__GOAL__. List every line of the material below that contains the word "drawer".
*-*-*
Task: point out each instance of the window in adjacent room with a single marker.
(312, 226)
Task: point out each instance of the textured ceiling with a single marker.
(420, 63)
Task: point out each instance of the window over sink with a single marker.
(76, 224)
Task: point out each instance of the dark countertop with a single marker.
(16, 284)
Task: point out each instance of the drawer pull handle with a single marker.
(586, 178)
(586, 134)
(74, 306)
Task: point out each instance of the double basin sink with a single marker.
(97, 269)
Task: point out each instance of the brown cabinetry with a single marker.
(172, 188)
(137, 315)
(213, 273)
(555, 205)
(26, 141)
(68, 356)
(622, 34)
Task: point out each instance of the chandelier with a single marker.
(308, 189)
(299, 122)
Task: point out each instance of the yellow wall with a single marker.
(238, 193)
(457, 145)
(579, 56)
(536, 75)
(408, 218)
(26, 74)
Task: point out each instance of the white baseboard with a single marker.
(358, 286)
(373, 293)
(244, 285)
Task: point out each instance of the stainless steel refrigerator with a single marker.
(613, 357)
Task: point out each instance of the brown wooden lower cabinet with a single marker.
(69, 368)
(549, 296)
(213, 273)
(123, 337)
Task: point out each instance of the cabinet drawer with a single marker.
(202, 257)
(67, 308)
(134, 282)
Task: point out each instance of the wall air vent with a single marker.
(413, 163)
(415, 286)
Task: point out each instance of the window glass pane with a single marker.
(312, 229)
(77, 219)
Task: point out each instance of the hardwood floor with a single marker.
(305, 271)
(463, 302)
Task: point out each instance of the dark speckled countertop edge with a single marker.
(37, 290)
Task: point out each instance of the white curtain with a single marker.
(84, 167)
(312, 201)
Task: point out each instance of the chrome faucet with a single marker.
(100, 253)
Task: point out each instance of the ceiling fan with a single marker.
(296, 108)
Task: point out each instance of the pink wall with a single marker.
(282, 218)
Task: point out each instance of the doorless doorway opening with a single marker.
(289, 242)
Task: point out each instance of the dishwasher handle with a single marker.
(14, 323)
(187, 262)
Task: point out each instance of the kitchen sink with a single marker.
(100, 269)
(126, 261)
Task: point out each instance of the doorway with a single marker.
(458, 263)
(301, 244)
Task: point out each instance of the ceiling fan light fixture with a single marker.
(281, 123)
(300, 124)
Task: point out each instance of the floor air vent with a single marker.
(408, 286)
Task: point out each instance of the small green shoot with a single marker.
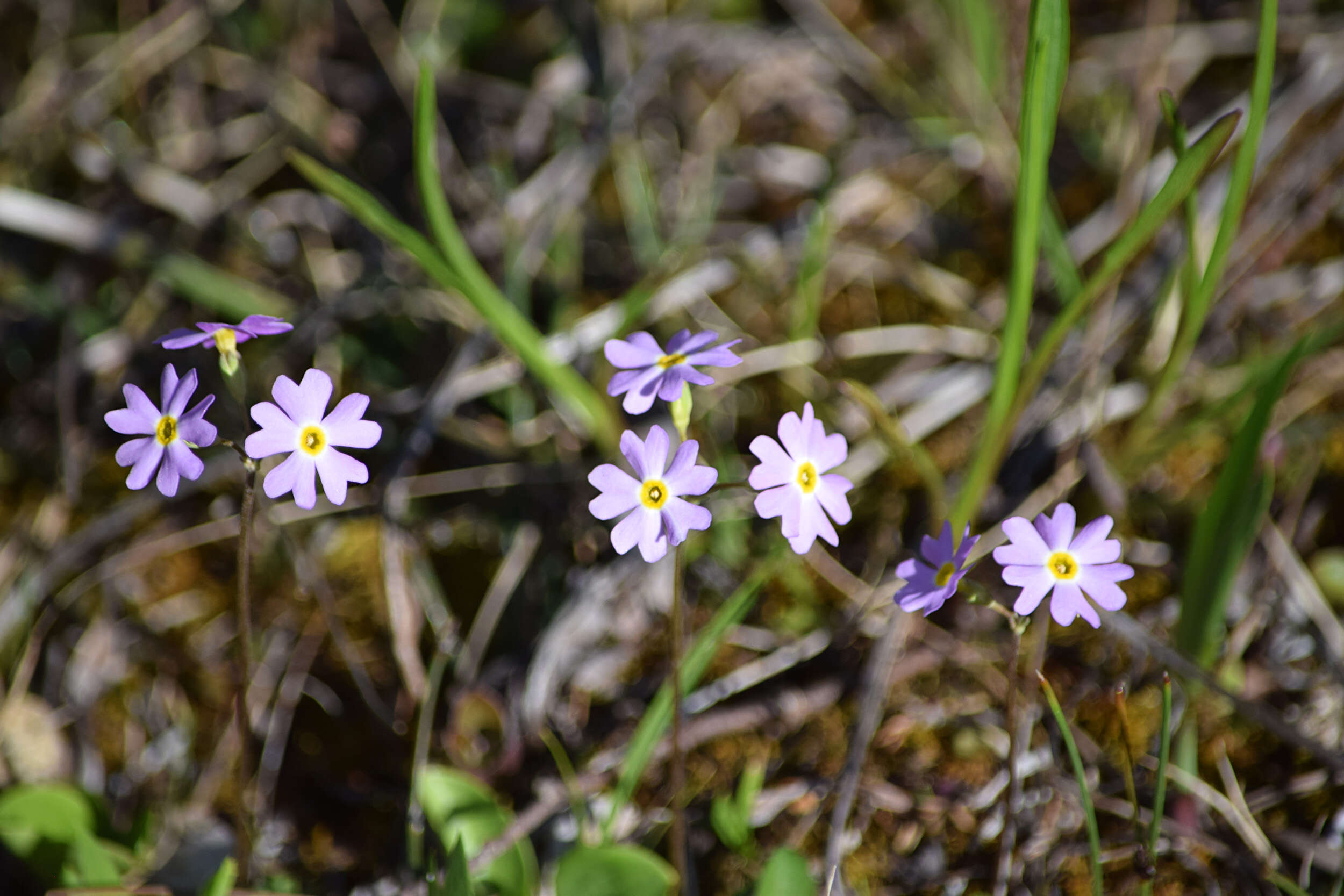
*-*-*
__EXERCISE RESULT__.
Task: point out each instance of the drawer pull handle with a single marker.
Task: point out each instance of the cabinet drawer with a single marker.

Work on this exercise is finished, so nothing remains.